### TASK DESCRIPTION
From first line to last, retype the data exactly.

+ + +

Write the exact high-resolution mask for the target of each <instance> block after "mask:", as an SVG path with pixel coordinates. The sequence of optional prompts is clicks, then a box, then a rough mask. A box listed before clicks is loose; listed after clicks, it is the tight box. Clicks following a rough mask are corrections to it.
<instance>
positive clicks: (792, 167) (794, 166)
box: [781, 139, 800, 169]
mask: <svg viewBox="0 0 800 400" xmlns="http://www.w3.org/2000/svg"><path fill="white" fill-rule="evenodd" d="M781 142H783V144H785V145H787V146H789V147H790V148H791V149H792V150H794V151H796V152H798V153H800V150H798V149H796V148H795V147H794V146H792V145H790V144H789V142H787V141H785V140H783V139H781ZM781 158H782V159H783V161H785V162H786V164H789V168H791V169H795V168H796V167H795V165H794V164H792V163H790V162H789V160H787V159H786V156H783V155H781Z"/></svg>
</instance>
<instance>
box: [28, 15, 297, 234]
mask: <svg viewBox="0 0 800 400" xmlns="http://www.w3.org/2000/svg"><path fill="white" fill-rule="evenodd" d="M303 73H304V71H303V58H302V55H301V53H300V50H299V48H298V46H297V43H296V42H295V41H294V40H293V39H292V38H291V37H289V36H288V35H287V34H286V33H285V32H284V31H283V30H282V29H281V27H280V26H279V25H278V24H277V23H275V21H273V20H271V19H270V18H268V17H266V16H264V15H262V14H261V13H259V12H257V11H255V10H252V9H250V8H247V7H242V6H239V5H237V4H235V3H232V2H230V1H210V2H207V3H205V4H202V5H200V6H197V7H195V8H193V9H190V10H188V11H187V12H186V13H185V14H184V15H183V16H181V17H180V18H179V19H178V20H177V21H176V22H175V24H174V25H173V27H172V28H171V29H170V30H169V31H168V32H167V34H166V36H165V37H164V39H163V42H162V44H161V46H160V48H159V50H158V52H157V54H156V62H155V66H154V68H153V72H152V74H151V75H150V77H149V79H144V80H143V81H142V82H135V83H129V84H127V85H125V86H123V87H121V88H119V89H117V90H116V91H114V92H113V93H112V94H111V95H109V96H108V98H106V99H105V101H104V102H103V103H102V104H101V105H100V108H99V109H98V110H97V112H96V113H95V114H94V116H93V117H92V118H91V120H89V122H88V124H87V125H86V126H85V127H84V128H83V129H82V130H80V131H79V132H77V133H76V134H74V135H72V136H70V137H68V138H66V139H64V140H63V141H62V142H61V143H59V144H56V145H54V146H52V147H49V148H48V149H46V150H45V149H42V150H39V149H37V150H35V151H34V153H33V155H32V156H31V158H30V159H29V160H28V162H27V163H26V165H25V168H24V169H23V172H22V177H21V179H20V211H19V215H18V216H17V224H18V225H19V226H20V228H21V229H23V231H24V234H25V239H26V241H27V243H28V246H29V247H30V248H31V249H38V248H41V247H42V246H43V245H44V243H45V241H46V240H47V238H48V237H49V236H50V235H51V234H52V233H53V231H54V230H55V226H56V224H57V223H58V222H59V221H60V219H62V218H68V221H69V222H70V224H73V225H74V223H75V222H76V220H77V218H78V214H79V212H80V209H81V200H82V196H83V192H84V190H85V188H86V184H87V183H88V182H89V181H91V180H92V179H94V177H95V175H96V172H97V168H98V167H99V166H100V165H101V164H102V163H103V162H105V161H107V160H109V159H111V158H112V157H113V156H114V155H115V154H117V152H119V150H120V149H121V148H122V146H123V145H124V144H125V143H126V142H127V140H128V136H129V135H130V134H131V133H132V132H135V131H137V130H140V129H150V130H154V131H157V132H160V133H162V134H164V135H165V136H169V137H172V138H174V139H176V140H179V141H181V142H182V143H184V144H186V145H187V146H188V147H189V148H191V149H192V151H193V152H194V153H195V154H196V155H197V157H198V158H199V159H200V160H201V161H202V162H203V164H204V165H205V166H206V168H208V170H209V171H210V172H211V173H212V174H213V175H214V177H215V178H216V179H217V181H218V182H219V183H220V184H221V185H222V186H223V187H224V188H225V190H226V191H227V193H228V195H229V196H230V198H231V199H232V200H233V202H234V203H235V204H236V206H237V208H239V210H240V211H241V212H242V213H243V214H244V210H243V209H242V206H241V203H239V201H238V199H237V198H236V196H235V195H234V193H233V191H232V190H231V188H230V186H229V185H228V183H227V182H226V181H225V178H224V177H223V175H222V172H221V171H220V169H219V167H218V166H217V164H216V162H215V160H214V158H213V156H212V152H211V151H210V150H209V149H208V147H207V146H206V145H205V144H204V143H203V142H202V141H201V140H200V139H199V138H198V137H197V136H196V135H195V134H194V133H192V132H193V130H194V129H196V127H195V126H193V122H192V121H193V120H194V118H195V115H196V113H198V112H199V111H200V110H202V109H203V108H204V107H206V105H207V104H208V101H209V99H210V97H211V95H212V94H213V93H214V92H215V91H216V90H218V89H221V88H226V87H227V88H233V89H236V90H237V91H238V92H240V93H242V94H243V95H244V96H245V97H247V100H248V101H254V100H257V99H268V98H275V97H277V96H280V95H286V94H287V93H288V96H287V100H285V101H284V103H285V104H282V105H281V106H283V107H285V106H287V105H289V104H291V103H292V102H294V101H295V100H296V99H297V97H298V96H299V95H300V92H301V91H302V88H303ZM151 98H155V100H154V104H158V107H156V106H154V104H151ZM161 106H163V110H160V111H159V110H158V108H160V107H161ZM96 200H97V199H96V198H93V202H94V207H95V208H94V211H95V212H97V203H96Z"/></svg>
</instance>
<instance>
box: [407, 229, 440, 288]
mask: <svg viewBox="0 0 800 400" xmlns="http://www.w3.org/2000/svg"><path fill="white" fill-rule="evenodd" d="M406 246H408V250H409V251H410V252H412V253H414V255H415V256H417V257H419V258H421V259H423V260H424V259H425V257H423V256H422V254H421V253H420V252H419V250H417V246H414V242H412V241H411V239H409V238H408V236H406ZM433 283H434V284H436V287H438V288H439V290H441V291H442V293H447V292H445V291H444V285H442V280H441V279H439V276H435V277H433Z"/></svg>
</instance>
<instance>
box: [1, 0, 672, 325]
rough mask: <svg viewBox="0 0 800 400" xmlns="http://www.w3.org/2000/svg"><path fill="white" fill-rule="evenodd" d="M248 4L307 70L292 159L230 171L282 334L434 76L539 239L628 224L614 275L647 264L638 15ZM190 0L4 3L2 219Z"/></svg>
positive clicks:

+ + +

### WRITTEN RESPONSE
Write the exact high-resolution mask for the target of each <instance> block after "mask:", as an SVG path with pixel coordinates. The sequence of optional prompts is clicks, then a box, then a rough mask. A box listed before clicks is loose; listed after clicks, it is the tight box. Clicks following a rough mask are corrections to it.
<instance>
positive clicks: (792, 167) (794, 166)
box: [781, 139, 800, 169]
mask: <svg viewBox="0 0 800 400" xmlns="http://www.w3.org/2000/svg"><path fill="white" fill-rule="evenodd" d="M781 142H783V144H785V145H787V146H789V147H790V148H791V149H792V150H794V151H796V152H798V153H800V150H798V149H796V148H795V147H794V146H792V145H790V144H789V142H787V141H785V140H783V139H781ZM781 158H782V159H783V161H785V162H786V164H789V168H791V169H795V168H796V167H795V165H794V164H792V163H790V162H789V160H787V159H786V156H783V155H781Z"/></svg>
</instance>
<instance>
box: [28, 15, 297, 234]
mask: <svg viewBox="0 0 800 400" xmlns="http://www.w3.org/2000/svg"><path fill="white" fill-rule="evenodd" d="M303 73H304V71H303V58H302V55H301V53H300V50H299V48H298V46H297V43H296V42H295V41H294V40H293V39H292V38H291V37H289V36H288V35H287V34H286V33H285V32H284V31H283V30H282V29H281V27H280V26H279V25H278V24H277V23H275V21H273V20H271V19H270V18H268V17H266V16H264V15H262V14H261V13H259V12H257V11H255V10H252V9H250V8H247V7H242V6H239V5H237V4H235V3H232V2H230V1H210V2H207V3H205V4H202V5H200V6H197V7H195V8H193V9H190V10H188V11H187V12H186V13H185V14H184V15H183V16H181V17H180V18H179V19H178V20H177V21H176V22H175V24H174V25H173V27H172V28H171V29H170V30H169V31H168V32H167V34H166V36H165V37H164V39H163V42H162V44H161V46H160V48H159V50H158V52H157V54H156V62H155V66H154V68H153V72H152V74H151V75H150V77H149V79H144V80H143V81H142V82H135V83H129V84H127V85H125V86H123V87H121V88H119V89H117V90H116V91H114V92H113V93H112V94H111V95H109V96H108V98H106V99H105V101H104V102H103V103H102V104H101V105H100V108H99V109H98V110H97V112H96V113H95V114H94V116H93V117H92V118H91V120H89V122H88V124H87V125H86V126H85V127H84V128H83V129H82V130H80V131H79V132H77V133H76V134H74V135H72V136H70V137H68V138H66V139H64V140H63V141H62V142H61V143H59V144H56V145H54V146H52V147H49V148H48V149H46V150H45V149H42V150H39V149H37V150H35V151H34V153H33V155H32V156H31V158H30V159H29V160H28V162H27V163H26V165H25V168H24V169H23V172H22V177H21V179H20V211H19V215H18V216H17V224H18V225H19V226H20V228H21V229H23V231H24V234H25V239H26V241H27V243H28V246H29V247H30V248H31V249H38V248H41V247H42V246H43V245H44V243H45V241H46V240H47V238H48V237H49V236H50V235H51V234H52V233H53V231H54V230H55V226H56V224H57V223H58V222H59V221H60V219H62V218H68V221H69V222H70V224H73V225H74V223H75V222H76V220H77V218H78V214H79V212H80V209H81V200H82V196H83V192H84V190H85V188H86V184H87V183H88V182H89V181H91V180H92V179H94V177H95V175H96V172H97V168H98V167H99V166H100V165H101V164H102V163H103V162H105V161H107V160H109V159H111V158H112V157H113V156H114V155H115V154H117V152H119V150H120V149H121V148H122V146H123V145H124V144H125V143H126V142H127V140H128V136H129V135H130V134H131V133H132V132H135V131H137V130H140V129H150V130H154V131H157V132H160V133H162V134H164V135H165V136H169V137H172V138H174V139H176V140H179V141H181V142H182V143H184V144H186V145H187V146H188V147H189V148H191V149H192V151H193V152H194V153H195V154H196V155H197V157H198V158H199V159H200V160H201V161H202V162H203V164H204V165H205V166H206V168H208V170H209V171H210V172H211V173H212V174H213V175H214V177H215V178H216V179H217V181H218V182H219V183H220V184H221V185H222V186H223V187H224V188H225V190H226V191H227V193H228V195H229V196H230V198H231V199H232V200H233V202H234V203H235V204H236V206H237V208H239V210H240V211H241V212H242V213H243V214H244V210H243V209H242V206H241V203H239V201H238V199H237V198H236V196H235V195H234V193H233V191H232V190H231V188H230V186H229V185H228V183H227V182H226V181H225V178H224V177H223V175H222V172H221V171H220V169H219V167H218V166H217V164H216V162H215V160H214V158H213V156H212V152H211V151H210V150H209V149H208V147H207V146H206V145H205V144H204V143H203V142H202V141H201V140H200V139H199V138H198V137H197V136H196V135H195V134H194V133H192V132H193V130H194V129H196V127H195V126H193V122H192V121H193V120H194V118H195V115H196V113H198V112H199V111H200V110H202V109H203V108H204V107H206V105H207V104H208V101H209V99H210V97H211V95H212V94H213V93H214V92H215V91H216V90H218V89H221V88H226V87H227V88H233V89H236V90H237V91H238V92H240V93H242V94H243V95H244V96H245V97H247V100H248V101H254V100H257V99H268V98H275V97H277V96H280V95H286V94H287V93H288V96H287V100H285V101H284V103H285V104H282V105H281V106H283V107H285V106H287V105H289V104H291V103H292V102H294V101H295V100H296V99H297V97H298V96H299V95H300V92H301V91H302V88H303ZM151 98H155V100H154V104H158V107H156V106H154V104H151ZM161 106H163V110H160V111H159V110H158V108H160V107H161ZM96 200H97V199H96V198H93V202H94V207H95V208H94V211H95V212H97V203H96Z"/></svg>
</instance>
<instance>
box: [407, 229, 440, 288]
mask: <svg viewBox="0 0 800 400" xmlns="http://www.w3.org/2000/svg"><path fill="white" fill-rule="evenodd" d="M406 246H408V250H409V251H410V252H412V253H414V255H415V256H417V257H419V258H421V259H423V260H424V259H425V257H423V256H422V254H421V253H420V252H419V250H417V246H414V242H412V241H411V239H409V238H408V236H406ZM433 283H434V284H436V287H438V288H439V290H441V291H442V293H447V292H445V291H444V285H442V280H441V279H439V276H435V277H433Z"/></svg>
</instance>
<instance>
box: [1, 0, 672, 325]
rough mask: <svg viewBox="0 0 800 400" xmlns="http://www.w3.org/2000/svg"><path fill="white" fill-rule="evenodd" d="M248 4L307 70L292 159L230 171L282 334L434 76L539 239L628 224L614 275L647 264L638 15ZM190 0L4 3L2 219Z"/></svg>
positive clicks:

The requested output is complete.